Saved data entries:

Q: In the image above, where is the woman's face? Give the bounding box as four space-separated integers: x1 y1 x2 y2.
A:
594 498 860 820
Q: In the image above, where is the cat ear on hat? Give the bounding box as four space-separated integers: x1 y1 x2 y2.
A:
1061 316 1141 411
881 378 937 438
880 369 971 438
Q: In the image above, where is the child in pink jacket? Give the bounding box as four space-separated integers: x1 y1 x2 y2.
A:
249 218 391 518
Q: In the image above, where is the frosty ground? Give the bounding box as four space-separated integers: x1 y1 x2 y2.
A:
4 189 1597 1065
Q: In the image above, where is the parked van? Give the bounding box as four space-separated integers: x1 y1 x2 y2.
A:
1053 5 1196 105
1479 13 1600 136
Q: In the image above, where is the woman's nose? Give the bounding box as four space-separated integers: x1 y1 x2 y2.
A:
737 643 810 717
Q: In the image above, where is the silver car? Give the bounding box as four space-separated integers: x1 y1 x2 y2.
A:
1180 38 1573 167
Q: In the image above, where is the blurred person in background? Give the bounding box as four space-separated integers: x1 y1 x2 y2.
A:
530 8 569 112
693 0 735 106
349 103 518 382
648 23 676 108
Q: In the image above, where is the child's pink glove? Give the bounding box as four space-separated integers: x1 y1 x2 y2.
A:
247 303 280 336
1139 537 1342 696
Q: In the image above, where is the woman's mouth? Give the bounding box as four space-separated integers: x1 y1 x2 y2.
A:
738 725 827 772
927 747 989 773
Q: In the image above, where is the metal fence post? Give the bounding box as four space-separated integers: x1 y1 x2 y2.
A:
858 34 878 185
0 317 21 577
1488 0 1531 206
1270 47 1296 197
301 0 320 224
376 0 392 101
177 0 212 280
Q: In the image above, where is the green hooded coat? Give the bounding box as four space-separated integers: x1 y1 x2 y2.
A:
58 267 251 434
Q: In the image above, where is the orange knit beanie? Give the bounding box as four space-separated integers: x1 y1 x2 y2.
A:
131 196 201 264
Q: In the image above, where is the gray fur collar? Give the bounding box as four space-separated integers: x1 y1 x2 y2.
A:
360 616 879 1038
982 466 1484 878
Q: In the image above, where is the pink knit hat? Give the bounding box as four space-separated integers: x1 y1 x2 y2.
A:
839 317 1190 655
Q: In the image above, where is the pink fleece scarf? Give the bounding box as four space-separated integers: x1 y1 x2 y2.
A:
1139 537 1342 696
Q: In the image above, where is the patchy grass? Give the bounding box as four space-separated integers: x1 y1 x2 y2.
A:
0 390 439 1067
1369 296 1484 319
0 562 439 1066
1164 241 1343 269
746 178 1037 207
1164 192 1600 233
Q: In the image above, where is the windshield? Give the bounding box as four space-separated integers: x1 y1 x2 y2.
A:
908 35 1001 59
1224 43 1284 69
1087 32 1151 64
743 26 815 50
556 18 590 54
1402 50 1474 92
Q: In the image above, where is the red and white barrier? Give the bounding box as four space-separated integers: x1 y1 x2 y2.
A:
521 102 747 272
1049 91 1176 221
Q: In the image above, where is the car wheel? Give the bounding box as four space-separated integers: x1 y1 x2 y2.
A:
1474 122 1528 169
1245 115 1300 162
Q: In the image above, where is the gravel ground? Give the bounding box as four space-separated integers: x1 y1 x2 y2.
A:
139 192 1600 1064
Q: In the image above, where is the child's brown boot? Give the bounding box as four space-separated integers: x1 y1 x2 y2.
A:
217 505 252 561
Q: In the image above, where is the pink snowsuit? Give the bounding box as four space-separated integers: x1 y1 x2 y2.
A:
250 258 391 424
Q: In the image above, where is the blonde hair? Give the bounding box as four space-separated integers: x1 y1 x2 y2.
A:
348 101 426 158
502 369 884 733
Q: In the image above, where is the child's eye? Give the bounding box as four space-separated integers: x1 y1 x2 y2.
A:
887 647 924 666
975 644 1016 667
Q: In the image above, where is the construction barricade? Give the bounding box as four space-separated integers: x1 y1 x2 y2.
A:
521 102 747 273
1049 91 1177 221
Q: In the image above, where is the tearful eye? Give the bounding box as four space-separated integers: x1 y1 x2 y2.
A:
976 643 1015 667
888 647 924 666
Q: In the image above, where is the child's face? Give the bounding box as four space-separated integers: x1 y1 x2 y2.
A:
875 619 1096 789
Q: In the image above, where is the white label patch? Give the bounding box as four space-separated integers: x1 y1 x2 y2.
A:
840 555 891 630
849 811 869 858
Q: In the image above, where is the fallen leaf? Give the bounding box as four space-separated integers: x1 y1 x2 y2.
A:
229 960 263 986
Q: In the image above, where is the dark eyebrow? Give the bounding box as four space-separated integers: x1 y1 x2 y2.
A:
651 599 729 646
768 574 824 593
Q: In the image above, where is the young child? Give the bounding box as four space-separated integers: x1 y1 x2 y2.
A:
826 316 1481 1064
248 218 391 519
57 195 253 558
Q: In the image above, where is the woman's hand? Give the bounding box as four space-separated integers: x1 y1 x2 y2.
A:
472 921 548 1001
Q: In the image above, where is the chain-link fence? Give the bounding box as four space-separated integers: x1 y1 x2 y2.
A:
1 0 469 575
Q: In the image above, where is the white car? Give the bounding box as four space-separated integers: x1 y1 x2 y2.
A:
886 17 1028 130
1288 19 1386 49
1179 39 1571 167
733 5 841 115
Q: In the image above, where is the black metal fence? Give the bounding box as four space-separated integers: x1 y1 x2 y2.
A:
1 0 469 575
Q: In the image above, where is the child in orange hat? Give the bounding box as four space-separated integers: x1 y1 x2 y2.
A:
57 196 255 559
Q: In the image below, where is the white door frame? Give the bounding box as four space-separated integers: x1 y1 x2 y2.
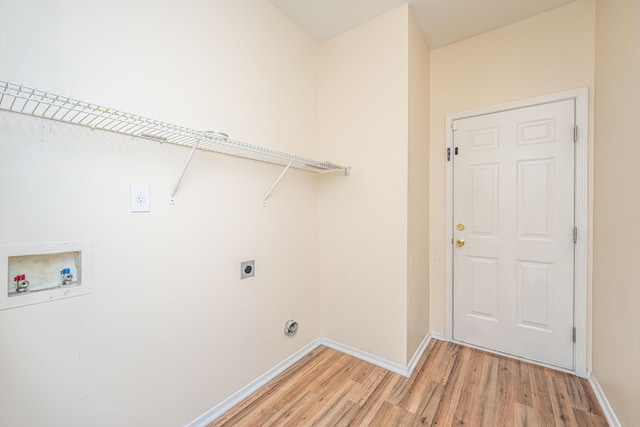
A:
444 88 589 377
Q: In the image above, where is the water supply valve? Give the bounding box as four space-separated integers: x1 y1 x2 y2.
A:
60 268 73 286
14 274 29 293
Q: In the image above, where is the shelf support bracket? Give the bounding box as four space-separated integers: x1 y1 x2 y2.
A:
170 139 201 204
263 160 294 207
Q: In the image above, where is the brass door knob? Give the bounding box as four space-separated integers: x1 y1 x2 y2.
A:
456 238 465 247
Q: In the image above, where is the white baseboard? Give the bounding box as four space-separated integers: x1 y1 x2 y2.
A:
321 333 433 378
186 338 322 427
406 333 435 376
187 333 435 426
430 332 445 341
588 374 622 427
319 337 408 376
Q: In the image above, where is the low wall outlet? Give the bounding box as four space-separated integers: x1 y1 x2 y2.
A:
131 185 151 212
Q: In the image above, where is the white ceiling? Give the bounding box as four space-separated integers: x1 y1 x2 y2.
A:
270 0 578 49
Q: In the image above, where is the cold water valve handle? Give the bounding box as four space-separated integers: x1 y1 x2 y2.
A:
60 268 73 286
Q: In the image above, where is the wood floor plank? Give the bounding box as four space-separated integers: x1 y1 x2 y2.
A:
348 372 401 427
209 340 607 427
514 401 545 426
211 346 342 426
430 343 473 425
292 379 358 427
348 365 390 407
265 390 316 427
564 375 607 418
305 352 354 392
413 341 460 424
494 357 516 426
578 376 608 418
528 363 558 426
451 346 486 425
516 357 534 407
573 407 609 427
395 339 449 413
372 400 419 426
548 372 581 426
388 341 435 405
473 354 500 425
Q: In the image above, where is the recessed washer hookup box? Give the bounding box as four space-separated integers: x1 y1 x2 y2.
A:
0 241 92 310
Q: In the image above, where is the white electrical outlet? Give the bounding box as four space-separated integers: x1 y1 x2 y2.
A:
130 185 151 212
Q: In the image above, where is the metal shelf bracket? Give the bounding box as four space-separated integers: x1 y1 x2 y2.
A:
169 131 229 204
170 139 201 205
263 160 294 207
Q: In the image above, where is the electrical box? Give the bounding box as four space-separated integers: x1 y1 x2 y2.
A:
0 241 92 310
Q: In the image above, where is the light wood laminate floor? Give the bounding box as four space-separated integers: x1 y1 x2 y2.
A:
210 339 607 426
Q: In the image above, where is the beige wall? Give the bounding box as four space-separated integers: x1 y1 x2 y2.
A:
318 5 409 365
429 1 596 351
407 9 431 362
319 5 430 366
0 1 322 425
593 0 640 424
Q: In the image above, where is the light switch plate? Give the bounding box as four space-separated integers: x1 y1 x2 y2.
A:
131 185 150 212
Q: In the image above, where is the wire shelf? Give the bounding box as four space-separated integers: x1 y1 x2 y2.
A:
0 80 350 175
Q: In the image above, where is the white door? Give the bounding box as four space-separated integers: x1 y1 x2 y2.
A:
452 99 575 369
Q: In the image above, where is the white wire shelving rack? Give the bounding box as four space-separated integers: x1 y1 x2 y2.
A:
0 80 350 205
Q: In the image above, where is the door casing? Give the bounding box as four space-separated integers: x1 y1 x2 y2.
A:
444 88 589 377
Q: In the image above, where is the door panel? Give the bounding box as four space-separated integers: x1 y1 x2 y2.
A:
469 163 499 236
518 158 554 239
453 99 575 369
516 260 552 330
469 256 499 320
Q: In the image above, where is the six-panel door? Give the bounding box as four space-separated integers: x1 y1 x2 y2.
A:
452 99 576 369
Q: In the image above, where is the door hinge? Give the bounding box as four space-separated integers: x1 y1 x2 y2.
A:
452 121 458 131
574 125 578 142
573 226 578 243
572 327 577 343
447 147 451 161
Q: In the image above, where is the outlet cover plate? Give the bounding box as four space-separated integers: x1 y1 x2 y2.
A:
241 260 255 279
131 185 150 212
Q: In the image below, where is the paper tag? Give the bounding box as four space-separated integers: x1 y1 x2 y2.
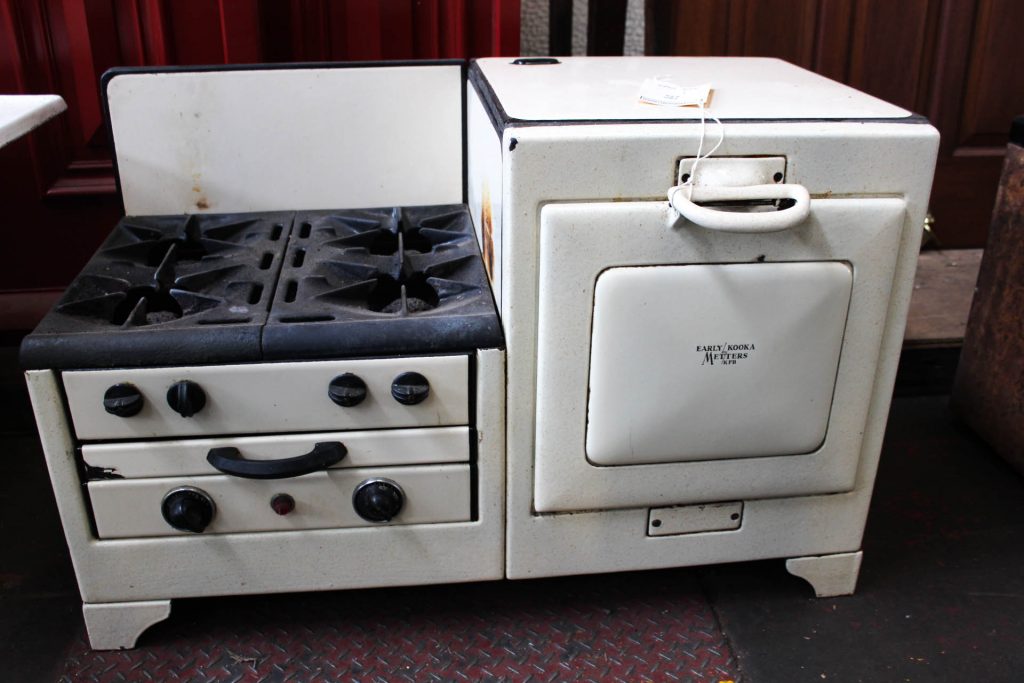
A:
639 79 711 107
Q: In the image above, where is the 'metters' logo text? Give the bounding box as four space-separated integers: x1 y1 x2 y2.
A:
697 343 756 366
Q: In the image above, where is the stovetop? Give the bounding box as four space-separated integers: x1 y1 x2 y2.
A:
20 205 503 369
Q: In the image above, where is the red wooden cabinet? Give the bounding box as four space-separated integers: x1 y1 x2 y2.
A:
0 0 520 331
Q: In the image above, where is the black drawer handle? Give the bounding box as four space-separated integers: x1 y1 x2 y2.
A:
206 442 347 479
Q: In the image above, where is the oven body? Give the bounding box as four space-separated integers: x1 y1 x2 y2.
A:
465 58 938 582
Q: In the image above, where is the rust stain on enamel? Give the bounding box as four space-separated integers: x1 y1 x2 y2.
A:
481 183 494 282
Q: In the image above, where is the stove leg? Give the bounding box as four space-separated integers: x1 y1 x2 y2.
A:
82 600 172 650
785 551 863 598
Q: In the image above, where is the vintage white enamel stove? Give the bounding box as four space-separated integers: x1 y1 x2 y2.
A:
23 57 938 650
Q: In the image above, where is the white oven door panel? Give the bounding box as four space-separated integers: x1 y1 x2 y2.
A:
89 464 470 538
82 426 469 478
63 355 468 440
533 197 906 512
587 262 852 465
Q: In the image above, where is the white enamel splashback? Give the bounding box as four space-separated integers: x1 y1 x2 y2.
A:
586 261 853 465
106 65 464 215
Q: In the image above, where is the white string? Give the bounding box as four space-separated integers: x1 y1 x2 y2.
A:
682 101 724 201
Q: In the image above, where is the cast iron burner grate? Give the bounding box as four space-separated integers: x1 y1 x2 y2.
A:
55 256 242 329
262 204 503 360
21 205 503 368
102 214 265 266
21 212 293 369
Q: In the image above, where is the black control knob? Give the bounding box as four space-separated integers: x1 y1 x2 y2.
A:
391 372 430 405
352 478 404 522
103 383 144 417
166 380 206 417
328 373 367 407
161 487 215 533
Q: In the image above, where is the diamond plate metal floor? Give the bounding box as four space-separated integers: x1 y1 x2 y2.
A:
57 571 740 683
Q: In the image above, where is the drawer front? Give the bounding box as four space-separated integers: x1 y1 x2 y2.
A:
89 464 471 538
64 355 469 440
82 427 470 479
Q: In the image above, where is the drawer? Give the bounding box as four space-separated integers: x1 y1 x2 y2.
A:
88 464 471 538
63 355 469 440
82 427 470 479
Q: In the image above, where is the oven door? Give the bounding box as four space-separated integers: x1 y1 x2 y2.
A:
533 197 908 512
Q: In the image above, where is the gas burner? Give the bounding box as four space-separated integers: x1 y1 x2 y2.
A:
111 286 184 325
55 263 245 329
336 273 440 313
310 250 477 316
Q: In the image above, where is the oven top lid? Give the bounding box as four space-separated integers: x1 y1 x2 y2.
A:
473 56 914 123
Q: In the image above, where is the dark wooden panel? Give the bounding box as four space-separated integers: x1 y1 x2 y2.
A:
646 0 729 56
930 157 1004 248
588 0 628 55
959 0 1024 148
922 0 978 156
0 136 122 291
812 0 854 81
736 0 818 66
550 0 572 56
847 0 937 112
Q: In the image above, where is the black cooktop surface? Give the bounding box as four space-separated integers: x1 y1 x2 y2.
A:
20 205 503 369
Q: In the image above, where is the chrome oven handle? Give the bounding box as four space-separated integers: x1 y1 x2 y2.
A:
206 441 347 479
668 183 811 233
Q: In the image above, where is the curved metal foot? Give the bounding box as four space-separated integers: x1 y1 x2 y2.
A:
82 600 172 650
785 551 863 598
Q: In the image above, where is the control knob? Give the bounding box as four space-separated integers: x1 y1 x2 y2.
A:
391 372 430 405
103 383 144 417
166 380 206 417
161 487 215 533
328 373 367 407
352 478 404 522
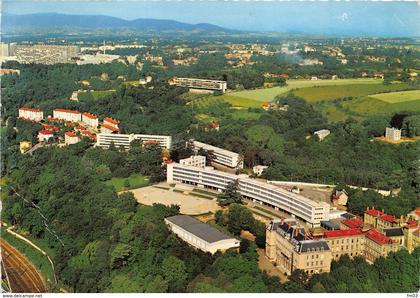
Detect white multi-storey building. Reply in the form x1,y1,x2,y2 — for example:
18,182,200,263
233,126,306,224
18,107,44,122
179,155,206,168
169,77,227,93
385,127,401,141
96,133,172,150
53,109,81,122
64,132,80,145
38,130,54,142
314,129,330,141
167,162,330,227
82,112,99,128
190,140,243,169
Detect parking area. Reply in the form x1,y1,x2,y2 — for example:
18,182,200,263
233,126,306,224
127,184,221,215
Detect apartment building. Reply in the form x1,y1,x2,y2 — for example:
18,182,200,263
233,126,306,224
169,77,227,93
190,140,243,169
82,112,99,129
53,109,81,122
165,215,239,254
15,45,79,64
323,229,365,260
96,133,172,150
266,219,331,275
167,162,330,226
364,229,399,263
103,117,120,130
385,127,401,141
18,107,44,122
179,155,206,168
64,132,80,145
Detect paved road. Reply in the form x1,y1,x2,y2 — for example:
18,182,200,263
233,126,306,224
1,240,46,293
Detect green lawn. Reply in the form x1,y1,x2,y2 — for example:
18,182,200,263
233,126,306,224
105,174,150,192
369,90,420,103
228,78,383,102
231,109,262,120
342,96,420,116
292,83,412,103
90,90,116,100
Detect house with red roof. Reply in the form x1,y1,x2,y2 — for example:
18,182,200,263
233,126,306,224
38,130,54,142
64,131,80,145
101,124,119,134
364,229,399,263
340,218,364,230
18,107,44,122
323,228,365,260
364,207,401,230
82,112,99,129
103,117,120,131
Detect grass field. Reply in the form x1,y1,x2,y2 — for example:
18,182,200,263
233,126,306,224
105,174,149,192
231,109,262,120
292,83,412,103
229,78,383,102
369,90,420,103
90,90,116,100
342,96,420,116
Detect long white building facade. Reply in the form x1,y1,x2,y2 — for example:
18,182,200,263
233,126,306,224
96,133,172,150
190,140,243,169
167,162,330,227
169,77,227,93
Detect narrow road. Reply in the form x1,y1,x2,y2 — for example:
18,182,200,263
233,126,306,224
1,239,47,293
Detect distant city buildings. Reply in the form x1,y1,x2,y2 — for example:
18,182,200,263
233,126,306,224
13,44,79,64
165,215,240,254
385,127,401,141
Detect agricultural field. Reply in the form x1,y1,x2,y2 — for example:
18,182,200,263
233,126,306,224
105,174,149,192
90,89,116,100
341,96,420,116
292,83,413,103
229,78,383,102
369,90,420,103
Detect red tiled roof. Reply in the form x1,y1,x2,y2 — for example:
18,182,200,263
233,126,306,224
342,218,364,229
82,112,98,119
102,124,119,132
260,102,269,107
366,229,394,245
65,121,76,127
365,209,383,217
76,125,85,130
65,131,77,137
19,107,43,112
415,207,420,216
103,117,120,125
324,228,364,238
406,219,418,229
53,108,80,114
379,214,397,223
39,130,53,135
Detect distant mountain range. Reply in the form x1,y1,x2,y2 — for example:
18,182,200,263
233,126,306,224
2,13,229,33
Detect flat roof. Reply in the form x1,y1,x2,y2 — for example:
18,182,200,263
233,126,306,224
191,140,240,158
166,215,234,243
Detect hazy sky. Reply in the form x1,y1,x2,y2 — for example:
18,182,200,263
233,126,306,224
3,1,420,36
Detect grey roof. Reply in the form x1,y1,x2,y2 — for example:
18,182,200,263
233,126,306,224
166,215,234,243
299,240,330,253
321,220,341,230
341,212,355,219
383,227,404,237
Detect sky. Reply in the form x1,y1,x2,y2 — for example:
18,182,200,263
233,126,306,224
3,1,420,36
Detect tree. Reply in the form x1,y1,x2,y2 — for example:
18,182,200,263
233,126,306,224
312,282,326,293
239,239,251,254
124,179,131,190
217,180,242,206
144,275,169,293
214,210,226,226
231,276,267,293
161,256,188,292
110,243,133,268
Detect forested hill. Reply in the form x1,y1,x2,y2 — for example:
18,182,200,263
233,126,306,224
2,13,228,33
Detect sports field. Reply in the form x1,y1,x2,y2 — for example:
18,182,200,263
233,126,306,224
105,174,149,192
369,90,420,103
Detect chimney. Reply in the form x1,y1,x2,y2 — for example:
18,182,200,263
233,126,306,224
367,207,370,211
382,209,384,213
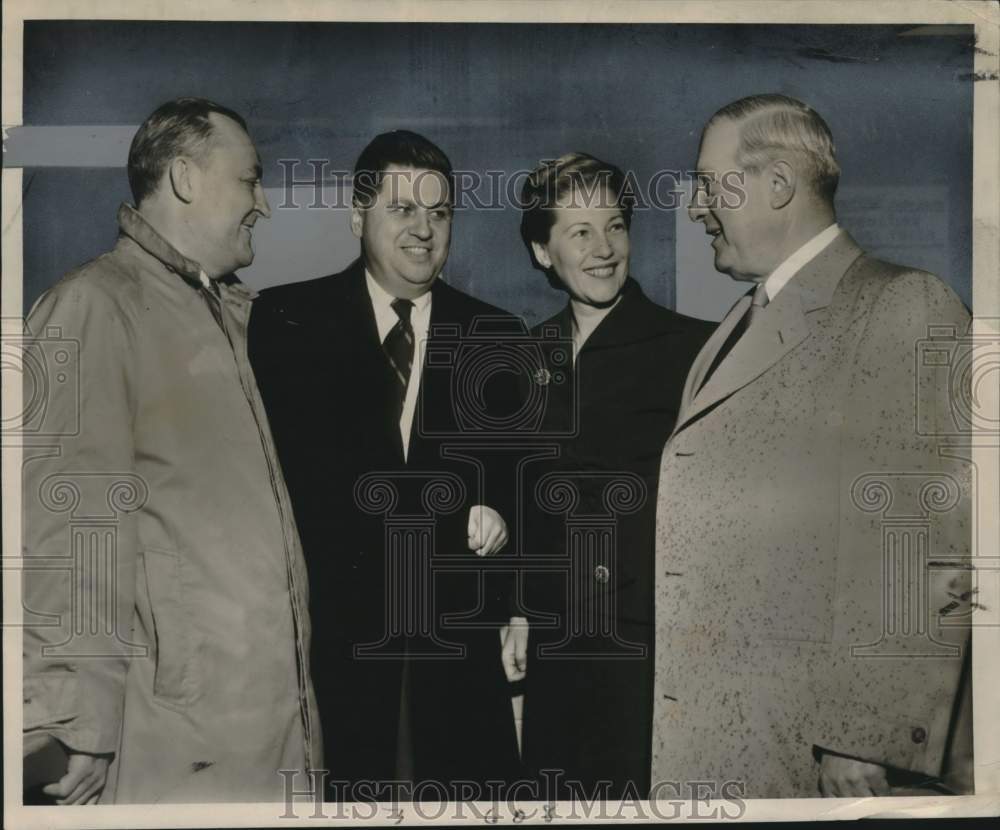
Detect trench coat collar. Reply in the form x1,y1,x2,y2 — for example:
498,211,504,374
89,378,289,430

[WORK REQUEST] Within the records above, count each line holding "shelf". Write down only the number.

[RESPONSE TO THE EXERCISE] 3